**Exercise prompt:** All entries must be given again exactly as written.

**Exercise inputs:**

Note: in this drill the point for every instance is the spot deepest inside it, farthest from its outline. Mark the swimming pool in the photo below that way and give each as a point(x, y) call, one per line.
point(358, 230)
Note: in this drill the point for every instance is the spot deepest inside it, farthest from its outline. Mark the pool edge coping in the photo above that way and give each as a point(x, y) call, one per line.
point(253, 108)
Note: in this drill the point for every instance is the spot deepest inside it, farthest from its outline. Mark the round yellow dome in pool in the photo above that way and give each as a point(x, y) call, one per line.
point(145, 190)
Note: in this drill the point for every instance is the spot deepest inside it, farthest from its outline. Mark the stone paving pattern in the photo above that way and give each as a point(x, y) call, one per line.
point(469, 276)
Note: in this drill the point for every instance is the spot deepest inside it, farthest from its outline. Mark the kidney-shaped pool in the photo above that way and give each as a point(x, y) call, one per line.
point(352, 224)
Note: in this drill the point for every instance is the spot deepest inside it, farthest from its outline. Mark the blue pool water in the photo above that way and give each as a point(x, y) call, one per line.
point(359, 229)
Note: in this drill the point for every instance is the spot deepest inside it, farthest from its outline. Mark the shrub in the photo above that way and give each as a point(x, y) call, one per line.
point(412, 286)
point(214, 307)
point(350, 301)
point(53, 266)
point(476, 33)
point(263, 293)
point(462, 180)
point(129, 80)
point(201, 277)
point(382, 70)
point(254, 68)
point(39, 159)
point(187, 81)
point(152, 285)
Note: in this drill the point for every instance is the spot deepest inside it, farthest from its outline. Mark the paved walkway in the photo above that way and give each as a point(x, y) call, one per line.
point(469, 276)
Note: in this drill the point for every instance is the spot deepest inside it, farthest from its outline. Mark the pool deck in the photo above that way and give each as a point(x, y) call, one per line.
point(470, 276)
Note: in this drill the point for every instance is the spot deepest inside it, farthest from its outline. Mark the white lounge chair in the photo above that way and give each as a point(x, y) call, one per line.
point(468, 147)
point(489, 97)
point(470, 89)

**Exercise output:**
Note: in this drill the point for every instance is the spot deepest inside it, farthest from its outline. Mark the swimming pool in the photo below that way and give each as a point(x, y) call, one per line.
point(358, 230)
Note: in this drill the point for every instance is the spot deepest inside it, farthest from its outline. Mark the pool edge coping in the photo above that way and give each as a point(x, y) call, one per line.
point(253, 108)
Note: in this drill the point for every instance is the spot deepest inside it, farthest from its outline. Mark the round yellow dome in pool in the photo above that way and give each as a point(x, y) call, one per line.
point(145, 190)
Note: in this drill the point for every instance is the spot deepest inside it, farthest from its outline. Mark the stone paving pattern in the photo above that way and give each as a point(x, y) call, one per line.
point(469, 276)
Note: in this drill the point for every instance is the spot deepest inside it, farthest from its outline. Mark the kidney-shaped pool in the photo above that way and give each as a point(x, y) call, one per line.
point(352, 224)
Note: in this drill the point for every instance is the spot deepest inside it, farthest from its outline. Mark the blue pool water in the photo above that way and give each as a point(x, y) call, one per line.
point(359, 229)
Note: in this drill the point for every instance is the spot deepest inside it, farthest from its outline. Mark the shrub in the photo above that way and give each as a point(x, y) call, one per line.
point(412, 286)
point(214, 307)
point(350, 301)
point(53, 266)
point(476, 33)
point(263, 293)
point(462, 180)
point(129, 80)
point(201, 277)
point(382, 70)
point(254, 68)
point(39, 159)
point(187, 81)
point(152, 285)
Note: in this drill the point for every instance is the spot deepest inside it, farthest from its outline. Mark the paved walkway in the photo above that way and give each as a point(x, y) call, one per line.
point(469, 276)
Note: in this drill the point for every instance is the spot deepest inside it, farthest from its outline. Mark the pool deck in the photo above that way and give each as a point(x, y) call, one per line.
point(470, 276)
Note: in this drill the point for every instance is the spot deepest inside it, farthest from its outline. Mark the white lounge chair in the photo above that way and give each as a point(x, y) call, one per line.
point(468, 147)
point(489, 97)
point(470, 89)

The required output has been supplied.